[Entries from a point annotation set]
/---
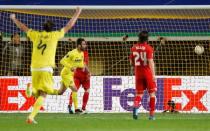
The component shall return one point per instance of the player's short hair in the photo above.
(79, 41)
(14, 35)
(143, 36)
(48, 26)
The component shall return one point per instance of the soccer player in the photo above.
(73, 61)
(142, 59)
(43, 59)
(81, 78)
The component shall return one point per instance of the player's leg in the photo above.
(138, 97)
(77, 83)
(152, 106)
(151, 87)
(38, 81)
(86, 86)
(37, 105)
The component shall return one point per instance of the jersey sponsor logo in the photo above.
(165, 92)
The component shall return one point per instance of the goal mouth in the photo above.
(113, 12)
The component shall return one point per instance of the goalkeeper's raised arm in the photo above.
(68, 26)
(73, 20)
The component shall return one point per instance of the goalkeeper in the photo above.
(72, 61)
(43, 59)
(81, 78)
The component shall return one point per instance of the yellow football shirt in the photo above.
(44, 47)
(73, 59)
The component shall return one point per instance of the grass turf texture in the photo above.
(103, 122)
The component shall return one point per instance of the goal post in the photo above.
(182, 75)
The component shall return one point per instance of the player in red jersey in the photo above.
(141, 59)
(81, 78)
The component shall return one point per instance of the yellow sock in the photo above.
(74, 98)
(55, 92)
(37, 105)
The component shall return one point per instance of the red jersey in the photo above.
(140, 53)
(80, 72)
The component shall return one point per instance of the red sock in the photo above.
(70, 100)
(137, 100)
(152, 106)
(85, 100)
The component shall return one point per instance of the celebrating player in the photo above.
(81, 78)
(72, 61)
(142, 59)
(43, 59)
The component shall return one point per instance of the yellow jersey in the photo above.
(73, 59)
(44, 47)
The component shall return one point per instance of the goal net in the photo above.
(182, 75)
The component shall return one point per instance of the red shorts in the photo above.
(146, 83)
(82, 79)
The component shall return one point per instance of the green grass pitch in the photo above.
(105, 122)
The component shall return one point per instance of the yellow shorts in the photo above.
(67, 78)
(42, 81)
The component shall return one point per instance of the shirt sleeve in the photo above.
(31, 34)
(59, 34)
(131, 57)
(67, 60)
(86, 57)
(150, 53)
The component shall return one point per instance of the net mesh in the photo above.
(110, 35)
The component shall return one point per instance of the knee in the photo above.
(42, 93)
(87, 90)
(152, 94)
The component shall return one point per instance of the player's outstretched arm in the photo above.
(19, 24)
(73, 20)
(152, 67)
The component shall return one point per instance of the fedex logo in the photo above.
(19, 100)
(164, 94)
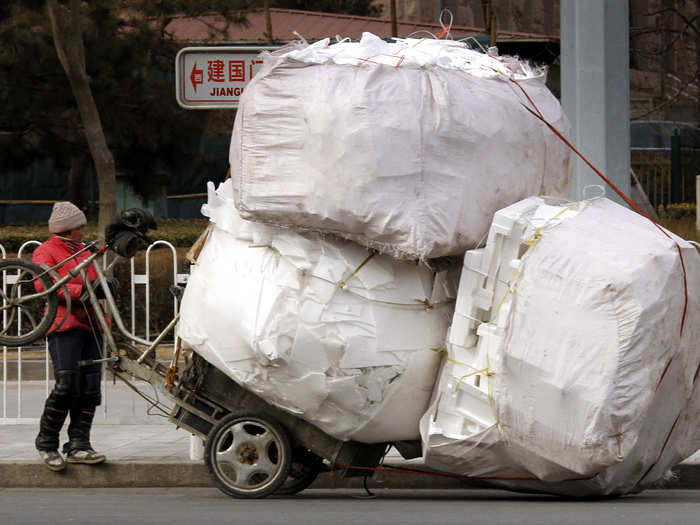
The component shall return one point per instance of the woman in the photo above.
(77, 388)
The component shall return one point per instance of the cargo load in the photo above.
(318, 327)
(406, 147)
(565, 368)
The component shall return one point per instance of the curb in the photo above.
(125, 474)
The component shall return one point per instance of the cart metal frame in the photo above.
(253, 449)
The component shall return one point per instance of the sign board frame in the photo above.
(181, 75)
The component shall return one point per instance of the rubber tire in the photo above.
(283, 446)
(49, 315)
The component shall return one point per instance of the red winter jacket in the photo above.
(51, 253)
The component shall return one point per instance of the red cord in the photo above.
(629, 201)
(445, 474)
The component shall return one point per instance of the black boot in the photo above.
(55, 411)
(50, 425)
(79, 428)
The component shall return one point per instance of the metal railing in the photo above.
(14, 356)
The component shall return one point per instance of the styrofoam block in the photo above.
(584, 321)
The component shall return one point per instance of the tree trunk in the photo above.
(76, 180)
(68, 40)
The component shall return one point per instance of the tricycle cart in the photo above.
(252, 448)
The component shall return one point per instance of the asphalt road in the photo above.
(209, 506)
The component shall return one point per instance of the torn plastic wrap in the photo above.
(406, 147)
(318, 327)
(565, 370)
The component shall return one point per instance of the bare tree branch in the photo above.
(670, 101)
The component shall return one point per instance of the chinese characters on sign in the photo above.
(215, 76)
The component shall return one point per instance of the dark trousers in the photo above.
(76, 392)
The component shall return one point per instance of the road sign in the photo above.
(215, 77)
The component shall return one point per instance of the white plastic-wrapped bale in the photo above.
(406, 147)
(567, 370)
(316, 326)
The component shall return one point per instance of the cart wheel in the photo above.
(248, 455)
(26, 322)
(302, 473)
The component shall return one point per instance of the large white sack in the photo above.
(566, 370)
(406, 147)
(264, 305)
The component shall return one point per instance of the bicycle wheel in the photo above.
(22, 323)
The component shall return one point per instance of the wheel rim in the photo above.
(16, 322)
(247, 455)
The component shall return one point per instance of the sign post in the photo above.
(215, 77)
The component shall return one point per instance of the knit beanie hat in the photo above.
(65, 217)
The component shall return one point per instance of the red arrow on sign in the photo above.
(196, 77)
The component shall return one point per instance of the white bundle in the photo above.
(407, 147)
(566, 366)
(303, 323)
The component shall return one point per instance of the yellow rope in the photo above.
(344, 281)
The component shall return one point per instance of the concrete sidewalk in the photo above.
(148, 451)
(158, 455)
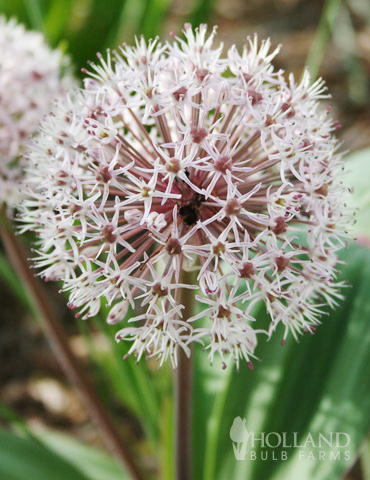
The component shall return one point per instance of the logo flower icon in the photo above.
(239, 436)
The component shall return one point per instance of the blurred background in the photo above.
(332, 38)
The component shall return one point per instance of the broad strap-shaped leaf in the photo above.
(320, 385)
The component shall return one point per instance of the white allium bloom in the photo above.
(30, 78)
(173, 157)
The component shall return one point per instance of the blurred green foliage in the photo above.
(320, 383)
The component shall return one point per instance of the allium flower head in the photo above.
(174, 158)
(29, 80)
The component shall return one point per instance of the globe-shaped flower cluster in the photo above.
(174, 159)
(30, 78)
\---
_Directive_: Reproduce exactly the lines from the one with "The component shall return one point per instance of the broad" through the end of the entries above, both ends included.

_Finished exercise_:
The component shall return one point per instance of the broad strap-shaped leaf in the photo above.
(320, 385)
The component shall return one point per instance of the white allium bloom in the photo above.
(30, 78)
(173, 157)
The component shall return one point per instance of the blurred green foliage in the photo above.
(320, 383)
The component shall return one point per instance of the allium flower head in the photo above.
(174, 158)
(29, 80)
The component shall return one point per instance of the globe-shaped flower cluster in the photo above.
(174, 159)
(30, 78)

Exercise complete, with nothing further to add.